Peer-review completion

AR: Author's response | RR: Referee report | ED: Editor decision

AR by S.G. Penny on behalf of the Authors (03 Aug 2016) Author's response

ED: Referee Nomination & Report Request started (22 Aug 2016) by Zoltan Toth

RR by Chris Snyder (09 Sep 2016)

Suggestions for revision or reasons for rejection

Review of: A local particle filter for high dimensional geophysical systems, by S. Penny and T. Miyoshi. First revision.

Reviewed by: C. Snyder, NCAR

The authors have made revisions that address some of my comments. Nevertheless, the manuscript is still terse in its description of the localization method. I offer some suggestions for improvement. In addition, I still find the analysis of the results to be limited. At minimum, the authors should acknowledge those aspects where questions remain.

The numbering of my comments below corresponds to that of my original review and the authors’ response.

Major comments:

1.a. Thanks for the equation. Your readers would benefit if the equation were integrated into the existing discussion, which has otherwise not been modified at all. The new equation also introduces new notation for the “resampling index” a(ni,ki). Equation (13) does not explain this. I suggest also stating that the index a is defined by
X^a_mi,ki = X^b_mi,a(mi,ki).
(I hope that is true, else I am completely confused.)
________
● What to do:
1) Transcribe the stretch of the referee report from "Reviewed by: C." through "the authors’ response.", word for word.
2) Go on with the referee report on the local particle filter manuscript, picking up after its final sentence.
Nothing in the listing is needed for this work.

● Stored data:
________
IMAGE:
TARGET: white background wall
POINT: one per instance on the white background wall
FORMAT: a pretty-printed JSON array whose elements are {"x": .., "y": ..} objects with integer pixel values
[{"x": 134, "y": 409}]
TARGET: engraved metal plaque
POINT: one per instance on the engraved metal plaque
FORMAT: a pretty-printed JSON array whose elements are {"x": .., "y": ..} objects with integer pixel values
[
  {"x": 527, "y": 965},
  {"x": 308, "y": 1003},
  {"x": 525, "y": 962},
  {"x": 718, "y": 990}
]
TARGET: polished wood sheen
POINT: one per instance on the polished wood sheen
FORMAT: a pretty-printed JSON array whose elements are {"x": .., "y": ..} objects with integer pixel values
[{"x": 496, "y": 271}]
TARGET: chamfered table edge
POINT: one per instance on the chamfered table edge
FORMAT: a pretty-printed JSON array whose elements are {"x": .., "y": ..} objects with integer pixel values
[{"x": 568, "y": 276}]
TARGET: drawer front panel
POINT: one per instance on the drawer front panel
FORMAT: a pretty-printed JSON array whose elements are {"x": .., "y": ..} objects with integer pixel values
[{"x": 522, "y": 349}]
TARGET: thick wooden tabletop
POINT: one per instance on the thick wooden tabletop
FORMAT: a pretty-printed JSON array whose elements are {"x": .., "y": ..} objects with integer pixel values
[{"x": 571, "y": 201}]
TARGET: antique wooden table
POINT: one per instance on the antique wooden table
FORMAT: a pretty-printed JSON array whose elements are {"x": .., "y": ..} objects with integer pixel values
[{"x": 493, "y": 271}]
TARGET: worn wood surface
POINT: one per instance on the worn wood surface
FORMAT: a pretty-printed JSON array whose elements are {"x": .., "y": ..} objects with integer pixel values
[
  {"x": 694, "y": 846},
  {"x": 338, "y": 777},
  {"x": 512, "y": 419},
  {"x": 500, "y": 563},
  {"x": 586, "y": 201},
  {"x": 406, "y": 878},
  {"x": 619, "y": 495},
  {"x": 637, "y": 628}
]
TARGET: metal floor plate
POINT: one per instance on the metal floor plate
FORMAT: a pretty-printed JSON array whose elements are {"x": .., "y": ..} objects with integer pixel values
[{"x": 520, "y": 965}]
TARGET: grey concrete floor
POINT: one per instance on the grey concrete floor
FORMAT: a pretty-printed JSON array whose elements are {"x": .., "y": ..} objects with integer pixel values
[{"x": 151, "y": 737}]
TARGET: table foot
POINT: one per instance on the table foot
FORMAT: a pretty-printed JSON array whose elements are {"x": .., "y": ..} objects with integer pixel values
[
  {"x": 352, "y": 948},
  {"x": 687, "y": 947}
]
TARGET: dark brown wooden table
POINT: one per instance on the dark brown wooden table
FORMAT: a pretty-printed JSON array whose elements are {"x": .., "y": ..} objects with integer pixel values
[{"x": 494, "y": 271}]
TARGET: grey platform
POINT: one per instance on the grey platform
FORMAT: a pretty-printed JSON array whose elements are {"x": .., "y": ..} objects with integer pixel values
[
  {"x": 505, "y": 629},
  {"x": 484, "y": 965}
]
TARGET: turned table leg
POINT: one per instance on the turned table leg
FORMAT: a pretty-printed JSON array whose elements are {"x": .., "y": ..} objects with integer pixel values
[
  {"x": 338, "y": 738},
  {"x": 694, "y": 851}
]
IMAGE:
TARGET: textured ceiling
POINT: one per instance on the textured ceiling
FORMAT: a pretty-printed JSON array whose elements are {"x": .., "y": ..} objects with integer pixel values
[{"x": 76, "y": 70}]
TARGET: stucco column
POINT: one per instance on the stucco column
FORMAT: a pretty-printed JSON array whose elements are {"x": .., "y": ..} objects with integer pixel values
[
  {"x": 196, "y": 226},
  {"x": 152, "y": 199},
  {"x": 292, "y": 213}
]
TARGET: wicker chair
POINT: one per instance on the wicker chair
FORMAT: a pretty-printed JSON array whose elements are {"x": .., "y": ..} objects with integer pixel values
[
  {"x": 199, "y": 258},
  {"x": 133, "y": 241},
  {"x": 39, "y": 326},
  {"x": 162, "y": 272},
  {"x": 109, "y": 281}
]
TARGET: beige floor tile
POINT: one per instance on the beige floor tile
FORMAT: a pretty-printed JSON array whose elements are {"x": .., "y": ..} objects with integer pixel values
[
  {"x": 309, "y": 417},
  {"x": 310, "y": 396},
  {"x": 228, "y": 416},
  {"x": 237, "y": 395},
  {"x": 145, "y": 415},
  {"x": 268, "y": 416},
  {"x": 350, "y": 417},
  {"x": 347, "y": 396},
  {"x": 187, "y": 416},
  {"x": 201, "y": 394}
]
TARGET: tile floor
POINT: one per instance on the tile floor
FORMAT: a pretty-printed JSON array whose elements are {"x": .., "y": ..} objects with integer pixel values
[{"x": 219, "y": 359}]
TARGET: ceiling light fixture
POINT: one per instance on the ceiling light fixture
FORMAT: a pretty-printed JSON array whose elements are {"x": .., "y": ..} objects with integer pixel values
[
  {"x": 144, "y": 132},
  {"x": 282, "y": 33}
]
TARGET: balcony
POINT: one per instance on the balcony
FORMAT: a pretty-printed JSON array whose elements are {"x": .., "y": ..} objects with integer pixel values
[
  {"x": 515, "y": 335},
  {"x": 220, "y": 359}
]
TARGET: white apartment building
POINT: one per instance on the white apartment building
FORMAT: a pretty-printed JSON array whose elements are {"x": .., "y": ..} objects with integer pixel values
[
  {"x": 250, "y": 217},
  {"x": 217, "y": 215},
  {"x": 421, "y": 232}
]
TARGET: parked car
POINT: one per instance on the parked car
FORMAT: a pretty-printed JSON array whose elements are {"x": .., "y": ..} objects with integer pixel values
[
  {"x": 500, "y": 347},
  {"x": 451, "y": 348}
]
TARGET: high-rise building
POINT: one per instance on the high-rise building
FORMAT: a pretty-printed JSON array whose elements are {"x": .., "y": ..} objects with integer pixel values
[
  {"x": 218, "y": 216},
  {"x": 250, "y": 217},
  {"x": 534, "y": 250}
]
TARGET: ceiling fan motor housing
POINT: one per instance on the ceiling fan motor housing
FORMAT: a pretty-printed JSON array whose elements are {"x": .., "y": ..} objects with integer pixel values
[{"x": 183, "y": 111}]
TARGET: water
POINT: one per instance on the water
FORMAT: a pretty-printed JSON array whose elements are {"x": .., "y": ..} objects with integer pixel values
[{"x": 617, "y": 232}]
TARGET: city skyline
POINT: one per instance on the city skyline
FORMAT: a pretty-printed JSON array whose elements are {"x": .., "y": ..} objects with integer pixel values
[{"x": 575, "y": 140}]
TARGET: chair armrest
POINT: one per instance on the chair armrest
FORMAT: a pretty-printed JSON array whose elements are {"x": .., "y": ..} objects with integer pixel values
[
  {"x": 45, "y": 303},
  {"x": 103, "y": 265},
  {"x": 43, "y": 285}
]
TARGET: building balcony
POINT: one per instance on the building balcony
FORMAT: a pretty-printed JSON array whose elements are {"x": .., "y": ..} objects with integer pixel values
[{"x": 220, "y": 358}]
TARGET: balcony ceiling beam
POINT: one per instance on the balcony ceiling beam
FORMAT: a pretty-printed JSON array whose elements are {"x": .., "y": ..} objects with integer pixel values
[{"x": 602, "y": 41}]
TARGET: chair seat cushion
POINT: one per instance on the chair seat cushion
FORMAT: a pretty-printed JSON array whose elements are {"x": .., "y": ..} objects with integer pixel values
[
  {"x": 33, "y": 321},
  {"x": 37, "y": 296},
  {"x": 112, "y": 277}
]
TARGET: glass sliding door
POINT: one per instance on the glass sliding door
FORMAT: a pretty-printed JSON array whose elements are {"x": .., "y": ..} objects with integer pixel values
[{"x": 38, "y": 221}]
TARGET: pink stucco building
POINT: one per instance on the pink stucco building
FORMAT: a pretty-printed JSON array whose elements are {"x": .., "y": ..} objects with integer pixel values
________
● Results in order:
1)
Reviewed by: C. Snyder, NCAR

The authors have made revisions that address some of my comments. Nevertheless, the manuscript is still terse in its description of the localization method. I offer some suggestions for improvement. In addition, I still find the analysis of the results to be limited. At minimum, the authors should acknowledge those aspects where questions remain.

The numbering of my comments below corresponds to that of my original review and the authors’ response.

2)
b. I still believe that the authors should elaborate on the length scale for the weight smoothing and its role in the algorithm (namely, to smooth--spatially--the discontinuous weights produced by resampling). They have not modified the text. I don’t think it’s fair to say (as in their response) that there is no length scale. As far as I can tell from the new (unnumbered) equation, in the case of one spatial dimension and at a discontinuity introduced by resampling, the weights will vary linearly from 0 to 1 (or vice versa) across the set of neighborhood points. Thus, the smoothness of the spatial transition is definitely set by the radius chosen for the neighborhood. Moreover, the fact that radii larger than a single grid interval don’t seem to help in L96 is hardly proof that the radius of neighborhood points will not matter in more realistic applications.

2a. The authors’ response--that the results for fewer than 20 observations merely reflect filter divergence--simply raises the question of why the LPF should diverge as the number of observations decreases. For the LETKF, it is easy to see how having fewer observations (and thus larger prior errors and more nonlinearity) can lead to divergence; it will increasingly underestimate the posterior spread since the mean update will be steadily degraded by nonlinearity and non-Gaussianity, and it will also suffer from the sensitivity of its updates to non-Gaussian effects (Lawson and Hansen 2004 MWR; Lei et al. 2010 MWR). The LPF, on the other hand, is designed to handle arbitrarily nonlinear/non-Gaussian situations. Why is it diverging? (And, if divergence is the problem, why don’t both the errors of both the LETKF and the LPF approach the same value, twice the climatological standard deviation?)
c. Stating that the LPF diverges again does not address why the LPF should behave poorly as the number of observations decreases.

New, minor comment:

i. Equations (12-14) are confusing as they stand. I suggest removing set notation from (12) and (14): b = [ 1 2 3 … k], e_j = [ 0 … 0 1_j 0 … 0]. In (13), replace = with \in (i.e. “is an element of”).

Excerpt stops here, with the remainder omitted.